__EXERCISE INSTRUCTIONS__. In the material below, find the line with "[locate] red tomato (one dot each)"; set down that line and every line after it to the end, exactly, without pictures.

__INPUT__.
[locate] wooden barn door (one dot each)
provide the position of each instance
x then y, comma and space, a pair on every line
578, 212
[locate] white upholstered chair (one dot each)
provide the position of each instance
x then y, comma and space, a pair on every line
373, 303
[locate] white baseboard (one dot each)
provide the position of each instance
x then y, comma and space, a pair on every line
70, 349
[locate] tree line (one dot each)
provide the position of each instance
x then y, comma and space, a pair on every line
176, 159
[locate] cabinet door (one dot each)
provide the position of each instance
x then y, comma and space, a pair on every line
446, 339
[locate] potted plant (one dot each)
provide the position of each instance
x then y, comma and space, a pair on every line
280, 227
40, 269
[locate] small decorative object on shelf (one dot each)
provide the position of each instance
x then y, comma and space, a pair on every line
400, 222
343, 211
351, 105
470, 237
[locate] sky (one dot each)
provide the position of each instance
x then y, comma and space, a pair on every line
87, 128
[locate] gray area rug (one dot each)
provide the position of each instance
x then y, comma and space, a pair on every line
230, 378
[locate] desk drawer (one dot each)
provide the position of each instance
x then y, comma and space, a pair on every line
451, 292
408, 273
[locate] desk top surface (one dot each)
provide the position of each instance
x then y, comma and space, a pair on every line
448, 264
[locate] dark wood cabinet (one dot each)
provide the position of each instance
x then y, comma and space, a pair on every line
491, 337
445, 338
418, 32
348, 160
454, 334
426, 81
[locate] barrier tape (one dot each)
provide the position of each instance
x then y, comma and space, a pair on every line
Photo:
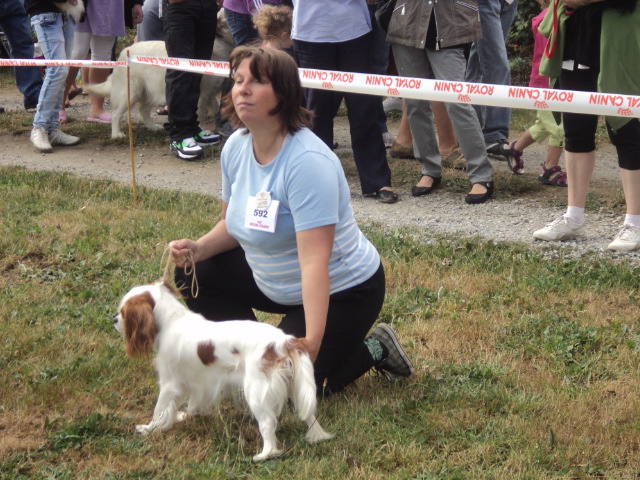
39, 62
595, 103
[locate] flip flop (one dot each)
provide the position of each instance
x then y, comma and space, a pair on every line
104, 117
75, 92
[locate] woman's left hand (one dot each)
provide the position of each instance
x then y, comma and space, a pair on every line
313, 347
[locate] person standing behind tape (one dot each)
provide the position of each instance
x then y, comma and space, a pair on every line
189, 31
336, 35
15, 25
488, 63
429, 41
55, 36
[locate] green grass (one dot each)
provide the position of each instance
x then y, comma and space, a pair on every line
526, 368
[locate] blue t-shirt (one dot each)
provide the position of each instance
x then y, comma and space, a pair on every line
307, 179
330, 21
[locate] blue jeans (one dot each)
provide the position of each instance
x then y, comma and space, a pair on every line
15, 24
55, 35
241, 27
444, 64
488, 63
369, 152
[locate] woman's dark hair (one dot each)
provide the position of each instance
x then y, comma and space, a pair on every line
281, 70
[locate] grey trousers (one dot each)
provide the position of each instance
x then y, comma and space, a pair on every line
447, 64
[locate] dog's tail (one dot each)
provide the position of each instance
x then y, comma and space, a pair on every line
100, 89
303, 390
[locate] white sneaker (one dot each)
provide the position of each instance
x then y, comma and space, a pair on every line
388, 138
58, 137
40, 139
562, 228
627, 240
392, 104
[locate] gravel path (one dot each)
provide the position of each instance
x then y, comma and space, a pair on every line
441, 212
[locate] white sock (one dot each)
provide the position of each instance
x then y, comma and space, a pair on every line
576, 214
633, 220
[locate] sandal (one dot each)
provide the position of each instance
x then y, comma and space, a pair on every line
553, 176
514, 159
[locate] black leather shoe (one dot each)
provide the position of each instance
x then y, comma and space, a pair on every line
383, 196
480, 197
387, 196
422, 191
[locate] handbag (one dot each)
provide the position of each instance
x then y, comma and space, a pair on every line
383, 13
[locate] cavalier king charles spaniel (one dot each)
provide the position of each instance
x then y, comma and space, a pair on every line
200, 359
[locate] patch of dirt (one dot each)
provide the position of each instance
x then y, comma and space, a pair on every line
508, 217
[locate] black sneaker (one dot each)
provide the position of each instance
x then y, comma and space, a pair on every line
187, 149
206, 138
499, 150
396, 365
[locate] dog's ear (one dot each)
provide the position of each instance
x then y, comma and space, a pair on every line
139, 324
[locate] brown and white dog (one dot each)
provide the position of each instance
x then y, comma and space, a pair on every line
147, 85
199, 360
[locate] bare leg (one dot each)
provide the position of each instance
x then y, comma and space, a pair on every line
553, 156
579, 172
630, 181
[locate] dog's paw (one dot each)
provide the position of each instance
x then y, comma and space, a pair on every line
144, 429
181, 416
262, 456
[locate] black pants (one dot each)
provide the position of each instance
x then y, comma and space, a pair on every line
227, 291
580, 129
189, 30
369, 152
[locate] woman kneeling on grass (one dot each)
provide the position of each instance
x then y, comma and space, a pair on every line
288, 242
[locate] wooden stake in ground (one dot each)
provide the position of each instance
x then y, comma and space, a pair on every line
133, 166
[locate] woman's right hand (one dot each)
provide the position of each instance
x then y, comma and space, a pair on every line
180, 250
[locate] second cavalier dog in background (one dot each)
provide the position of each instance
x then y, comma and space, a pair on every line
199, 360
147, 85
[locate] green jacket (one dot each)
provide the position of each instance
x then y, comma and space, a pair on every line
619, 53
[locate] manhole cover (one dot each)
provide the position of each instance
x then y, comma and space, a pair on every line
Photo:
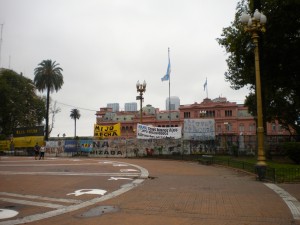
98, 211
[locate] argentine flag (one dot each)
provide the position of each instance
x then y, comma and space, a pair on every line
167, 76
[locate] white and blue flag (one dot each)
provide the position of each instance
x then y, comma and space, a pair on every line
167, 76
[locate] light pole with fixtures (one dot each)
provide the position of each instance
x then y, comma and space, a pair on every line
141, 88
255, 25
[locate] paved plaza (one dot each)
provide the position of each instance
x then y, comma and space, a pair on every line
139, 191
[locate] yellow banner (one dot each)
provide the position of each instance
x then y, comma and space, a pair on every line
4, 145
107, 131
30, 141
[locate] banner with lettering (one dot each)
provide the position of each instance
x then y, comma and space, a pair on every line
86, 145
107, 131
28, 131
150, 132
27, 141
71, 146
199, 129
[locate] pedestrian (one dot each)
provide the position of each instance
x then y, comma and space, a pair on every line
36, 151
42, 151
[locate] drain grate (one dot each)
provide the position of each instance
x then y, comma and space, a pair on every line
99, 211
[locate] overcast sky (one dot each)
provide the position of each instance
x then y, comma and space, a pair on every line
105, 46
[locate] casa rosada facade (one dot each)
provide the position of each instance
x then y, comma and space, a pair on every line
230, 118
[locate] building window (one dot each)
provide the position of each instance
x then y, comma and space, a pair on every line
228, 113
252, 127
210, 113
242, 128
187, 115
274, 127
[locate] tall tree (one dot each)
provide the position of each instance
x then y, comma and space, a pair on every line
20, 106
279, 59
48, 76
75, 115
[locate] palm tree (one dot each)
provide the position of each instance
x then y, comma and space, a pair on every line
75, 115
48, 77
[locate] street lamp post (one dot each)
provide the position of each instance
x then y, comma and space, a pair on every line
255, 25
141, 88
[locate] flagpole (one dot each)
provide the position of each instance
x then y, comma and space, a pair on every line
169, 92
206, 89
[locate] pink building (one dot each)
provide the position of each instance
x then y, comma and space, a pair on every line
230, 118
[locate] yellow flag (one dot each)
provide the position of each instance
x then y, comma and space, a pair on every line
107, 131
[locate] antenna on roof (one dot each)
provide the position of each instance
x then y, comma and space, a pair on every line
1, 41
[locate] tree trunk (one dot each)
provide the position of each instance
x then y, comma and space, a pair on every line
75, 128
47, 115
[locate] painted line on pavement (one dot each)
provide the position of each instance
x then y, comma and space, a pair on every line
72, 201
143, 175
25, 202
291, 201
69, 174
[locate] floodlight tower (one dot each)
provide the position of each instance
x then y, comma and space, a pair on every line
1, 41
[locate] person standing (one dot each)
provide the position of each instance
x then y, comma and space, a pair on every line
42, 151
36, 151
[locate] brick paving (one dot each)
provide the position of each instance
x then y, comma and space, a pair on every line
186, 193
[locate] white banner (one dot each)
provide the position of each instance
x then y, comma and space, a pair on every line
149, 132
199, 129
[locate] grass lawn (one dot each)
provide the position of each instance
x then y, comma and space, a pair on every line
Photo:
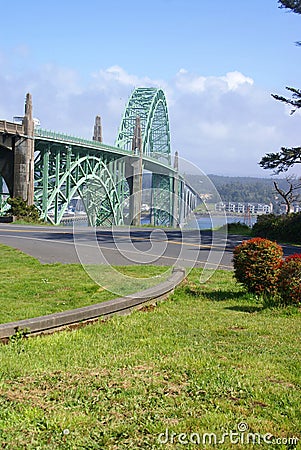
30, 289
210, 359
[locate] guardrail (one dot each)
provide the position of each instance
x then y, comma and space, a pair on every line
123, 305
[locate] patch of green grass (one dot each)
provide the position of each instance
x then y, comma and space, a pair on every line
30, 289
205, 360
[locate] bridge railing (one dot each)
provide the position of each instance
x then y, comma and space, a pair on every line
10, 127
62, 137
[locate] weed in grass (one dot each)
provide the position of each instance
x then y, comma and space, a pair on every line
190, 365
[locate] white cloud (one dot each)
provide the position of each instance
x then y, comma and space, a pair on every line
236, 79
223, 124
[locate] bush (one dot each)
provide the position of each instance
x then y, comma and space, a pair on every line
20, 209
289, 284
281, 228
257, 265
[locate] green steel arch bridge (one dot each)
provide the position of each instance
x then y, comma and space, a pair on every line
53, 169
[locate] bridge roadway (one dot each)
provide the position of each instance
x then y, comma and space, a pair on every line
191, 248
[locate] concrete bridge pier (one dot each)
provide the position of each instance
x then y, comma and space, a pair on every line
135, 180
24, 158
175, 197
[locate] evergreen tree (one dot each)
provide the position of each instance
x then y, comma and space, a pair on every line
286, 157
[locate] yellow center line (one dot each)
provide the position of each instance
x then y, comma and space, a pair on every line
133, 238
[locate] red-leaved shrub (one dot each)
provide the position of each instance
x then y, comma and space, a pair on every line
257, 265
289, 283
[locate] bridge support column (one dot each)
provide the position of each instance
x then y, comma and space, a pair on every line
135, 184
175, 197
24, 158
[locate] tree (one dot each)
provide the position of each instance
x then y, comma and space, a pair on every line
290, 195
286, 157
293, 5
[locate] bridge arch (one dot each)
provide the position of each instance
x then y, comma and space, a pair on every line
149, 104
61, 174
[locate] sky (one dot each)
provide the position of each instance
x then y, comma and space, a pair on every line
218, 63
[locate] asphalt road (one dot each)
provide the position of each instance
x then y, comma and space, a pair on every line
122, 246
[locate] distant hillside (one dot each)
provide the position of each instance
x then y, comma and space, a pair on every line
237, 189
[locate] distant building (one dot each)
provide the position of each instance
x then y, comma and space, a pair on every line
244, 208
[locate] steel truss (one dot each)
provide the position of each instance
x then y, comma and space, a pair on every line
150, 105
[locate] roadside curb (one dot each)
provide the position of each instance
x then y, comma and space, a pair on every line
122, 305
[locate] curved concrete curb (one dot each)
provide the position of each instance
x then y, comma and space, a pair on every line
122, 305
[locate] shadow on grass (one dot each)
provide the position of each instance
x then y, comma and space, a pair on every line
246, 308
219, 296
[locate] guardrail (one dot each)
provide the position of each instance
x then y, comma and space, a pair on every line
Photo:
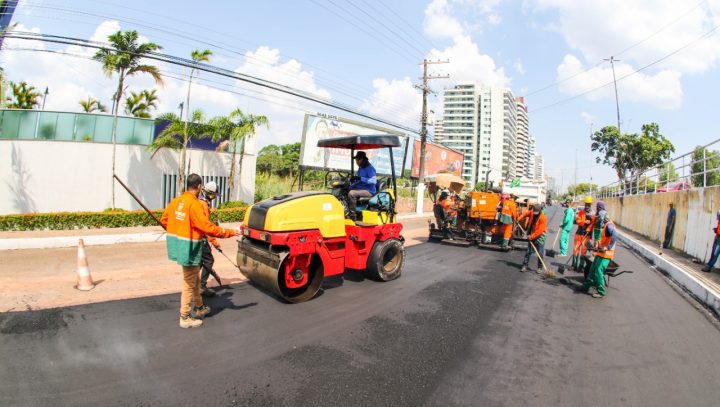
698, 168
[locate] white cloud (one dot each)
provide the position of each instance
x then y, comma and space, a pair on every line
395, 99
658, 27
71, 79
467, 63
662, 90
438, 21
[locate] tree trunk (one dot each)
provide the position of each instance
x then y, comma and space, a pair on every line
118, 97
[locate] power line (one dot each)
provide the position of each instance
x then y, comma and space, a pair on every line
212, 69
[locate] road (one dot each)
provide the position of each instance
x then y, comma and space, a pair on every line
461, 327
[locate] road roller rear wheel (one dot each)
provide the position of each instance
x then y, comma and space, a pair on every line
300, 277
386, 260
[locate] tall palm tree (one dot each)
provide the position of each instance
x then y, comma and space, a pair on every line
92, 105
24, 96
140, 104
173, 136
124, 57
232, 130
197, 56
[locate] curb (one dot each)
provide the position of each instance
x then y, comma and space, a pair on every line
95, 240
72, 241
697, 288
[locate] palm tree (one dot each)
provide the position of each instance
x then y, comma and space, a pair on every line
124, 57
197, 57
24, 96
232, 130
173, 136
92, 105
140, 104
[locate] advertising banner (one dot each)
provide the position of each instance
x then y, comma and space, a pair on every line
319, 127
437, 159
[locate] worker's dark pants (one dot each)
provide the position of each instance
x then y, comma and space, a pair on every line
530, 251
207, 262
668, 235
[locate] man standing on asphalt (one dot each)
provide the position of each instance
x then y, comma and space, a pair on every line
566, 227
536, 236
715, 253
582, 220
366, 183
508, 217
209, 192
186, 224
604, 251
669, 227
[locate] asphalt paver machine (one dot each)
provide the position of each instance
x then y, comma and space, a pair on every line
290, 243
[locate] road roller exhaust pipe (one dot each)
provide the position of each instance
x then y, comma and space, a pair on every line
292, 278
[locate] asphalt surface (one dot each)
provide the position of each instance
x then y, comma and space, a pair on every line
461, 327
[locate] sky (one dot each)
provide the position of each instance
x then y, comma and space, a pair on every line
367, 53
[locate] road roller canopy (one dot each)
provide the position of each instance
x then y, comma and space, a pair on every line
361, 142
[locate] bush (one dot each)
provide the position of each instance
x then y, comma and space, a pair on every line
96, 220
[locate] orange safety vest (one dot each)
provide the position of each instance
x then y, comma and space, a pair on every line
604, 242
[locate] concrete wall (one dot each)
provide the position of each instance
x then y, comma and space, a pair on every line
54, 176
647, 215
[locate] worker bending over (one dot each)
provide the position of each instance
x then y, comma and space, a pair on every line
536, 236
604, 251
186, 224
582, 220
566, 227
508, 217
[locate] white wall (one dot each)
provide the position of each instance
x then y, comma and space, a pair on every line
55, 176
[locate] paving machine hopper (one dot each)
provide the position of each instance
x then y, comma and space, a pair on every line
290, 243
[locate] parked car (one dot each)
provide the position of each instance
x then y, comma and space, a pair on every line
676, 186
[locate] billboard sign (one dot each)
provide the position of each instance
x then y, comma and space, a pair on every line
437, 159
319, 127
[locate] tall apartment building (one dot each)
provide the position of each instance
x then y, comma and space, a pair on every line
481, 122
523, 134
539, 167
530, 172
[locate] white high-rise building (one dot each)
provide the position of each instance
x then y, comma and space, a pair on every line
530, 172
523, 133
481, 122
539, 167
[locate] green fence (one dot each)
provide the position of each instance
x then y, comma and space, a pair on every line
44, 125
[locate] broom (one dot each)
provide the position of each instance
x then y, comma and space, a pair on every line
547, 273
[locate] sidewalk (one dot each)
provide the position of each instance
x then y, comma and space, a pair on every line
45, 278
680, 267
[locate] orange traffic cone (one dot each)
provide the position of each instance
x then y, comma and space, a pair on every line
85, 282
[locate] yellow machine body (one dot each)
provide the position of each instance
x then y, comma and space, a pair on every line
298, 211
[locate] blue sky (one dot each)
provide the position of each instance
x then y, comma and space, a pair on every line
371, 61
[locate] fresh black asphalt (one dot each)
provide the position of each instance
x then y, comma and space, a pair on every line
461, 327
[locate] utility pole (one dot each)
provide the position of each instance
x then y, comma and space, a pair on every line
617, 103
423, 128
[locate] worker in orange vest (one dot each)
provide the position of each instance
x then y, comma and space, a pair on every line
508, 217
715, 253
186, 224
604, 251
536, 235
208, 194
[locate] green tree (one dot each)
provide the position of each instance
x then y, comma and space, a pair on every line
24, 96
197, 57
173, 136
124, 57
631, 154
140, 104
667, 174
91, 105
705, 160
232, 130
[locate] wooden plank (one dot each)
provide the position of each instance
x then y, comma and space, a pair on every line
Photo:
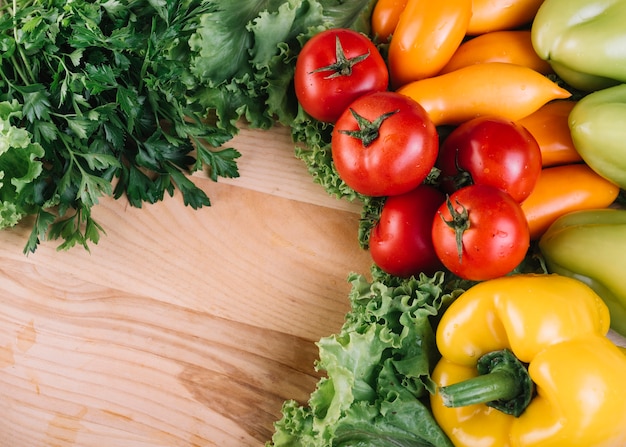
181, 328
268, 164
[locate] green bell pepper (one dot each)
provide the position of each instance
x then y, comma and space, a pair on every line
591, 247
598, 132
583, 40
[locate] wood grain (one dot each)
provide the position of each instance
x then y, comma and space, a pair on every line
180, 328
268, 165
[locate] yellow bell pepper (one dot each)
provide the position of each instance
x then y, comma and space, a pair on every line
526, 362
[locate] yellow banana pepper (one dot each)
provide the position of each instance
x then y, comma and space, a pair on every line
526, 362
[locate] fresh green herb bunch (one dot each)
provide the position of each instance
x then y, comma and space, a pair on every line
94, 100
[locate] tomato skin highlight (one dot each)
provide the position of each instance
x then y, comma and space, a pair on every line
399, 158
492, 151
326, 98
495, 241
401, 242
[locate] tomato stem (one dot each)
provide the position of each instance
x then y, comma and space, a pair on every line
503, 383
343, 65
368, 130
459, 224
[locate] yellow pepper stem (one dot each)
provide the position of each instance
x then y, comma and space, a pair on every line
503, 383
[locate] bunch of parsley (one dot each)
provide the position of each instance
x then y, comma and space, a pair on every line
111, 97
99, 93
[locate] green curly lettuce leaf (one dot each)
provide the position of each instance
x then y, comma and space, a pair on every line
377, 383
243, 54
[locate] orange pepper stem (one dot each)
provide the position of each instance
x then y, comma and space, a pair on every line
459, 223
503, 383
368, 130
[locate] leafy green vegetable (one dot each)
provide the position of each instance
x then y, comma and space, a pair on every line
103, 88
378, 366
128, 97
245, 52
19, 164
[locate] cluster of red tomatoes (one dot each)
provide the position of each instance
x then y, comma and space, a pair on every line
385, 145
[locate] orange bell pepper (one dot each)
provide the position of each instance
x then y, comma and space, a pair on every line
427, 34
549, 125
493, 88
563, 189
513, 47
497, 15
385, 17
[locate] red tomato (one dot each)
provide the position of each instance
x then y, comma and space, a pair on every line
384, 144
480, 233
333, 69
491, 151
401, 242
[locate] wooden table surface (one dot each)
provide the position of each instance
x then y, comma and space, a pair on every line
181, 327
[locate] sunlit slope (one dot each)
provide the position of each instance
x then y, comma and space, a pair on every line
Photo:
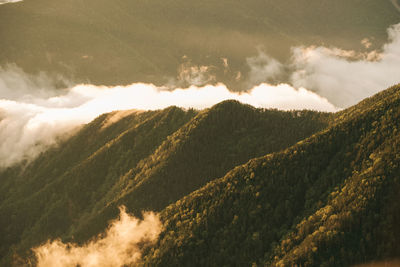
122, 41
208, 146
44, 199
330, 200
145, 160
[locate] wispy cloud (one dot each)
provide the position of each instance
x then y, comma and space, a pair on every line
346, 77
120, 245
34, 115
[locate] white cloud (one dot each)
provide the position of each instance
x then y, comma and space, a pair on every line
263, 68
345, 77
33, 115
119, 246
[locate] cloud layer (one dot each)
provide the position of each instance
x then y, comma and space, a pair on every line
346, 77
34, 115
119, 246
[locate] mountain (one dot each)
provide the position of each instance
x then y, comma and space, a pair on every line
144, 160
329, 200
121, 41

__EXERCISE ANSWER__.
[locate] red tomato (one dot each)
provide the position of each instance
x then y, comma and space, a pair on every line
384, 144
480, 233
333, 69
491, 151
401, 242
[locate] wooden table surface (one dot each)
provide the position of each instance
x then y, comma and space, a pair on every line
181, 327
[locate] sunlit slope (one dot each)
provide the position of each instance
x then y, comma and space, a pair on every line
Photo:
122, 41
208, 146
44, 199
330, 200
145, 160
[locate] wispy cloud (one dot each)
provide the position of each instance
x then y, comma and space, a pair on every line
346, 77
120, 245
34, 115
[locate] white cloud (one dot each)
provide the position of each instance
x then y, comma and space, a pair on every line
263, 68
345, 77
33, 115
119, 246
[locate] cloud layer (one dot each)
provide the position of each instance
x then y, comma and space, a pair on every line
346, 77
34, 115
119, 246
[locate] mountain (one dot each)
provide the position of each instance
x then y, comma and space, a pair on every line
144, 160
329, 200
121, 41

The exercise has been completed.